Records from a data source
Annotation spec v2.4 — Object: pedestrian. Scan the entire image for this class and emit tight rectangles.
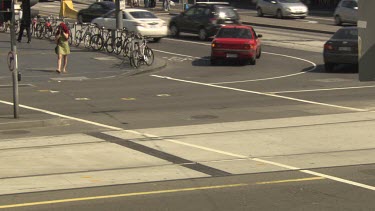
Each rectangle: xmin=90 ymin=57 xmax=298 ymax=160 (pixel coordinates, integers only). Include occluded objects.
xmin=17 ymin=4 xmax=31 ymax=43
xmin=163 ymin=0 xmax=169 ymax=11
xmin=55 ymin=22 xmax=70 ymax=74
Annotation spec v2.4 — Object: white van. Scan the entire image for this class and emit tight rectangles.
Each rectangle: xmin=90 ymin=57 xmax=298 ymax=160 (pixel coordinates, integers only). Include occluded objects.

◆ **Description of the task**: What is needed is an exact repetition of every entry, without the pictures.

◆ **Problem solution**:
Annotation spec v2.4 — Object: pedestrian. Scan the entire image for this class and emit tight rectangles.
Each rectangle: xmin=90 ymin=57 xmax=298 ymax=160 (pixel coordinates, integers only). Include occluded objects.
xmin=17 ymin=4 xmax=31 ymax=43
xmin=163 ymin=0 xmax=169 ymax=11
xmin=55 ymin=22 xmax=70 ymax=74
Annotation spec v2.4 — Object: white van. Scan the entire image for this class and emit tight rectangles.
Each rectangle: xmin=90 ymin=57 xmax=298 ymax=160 (pixel coordinates, integers only). Include occluded objects.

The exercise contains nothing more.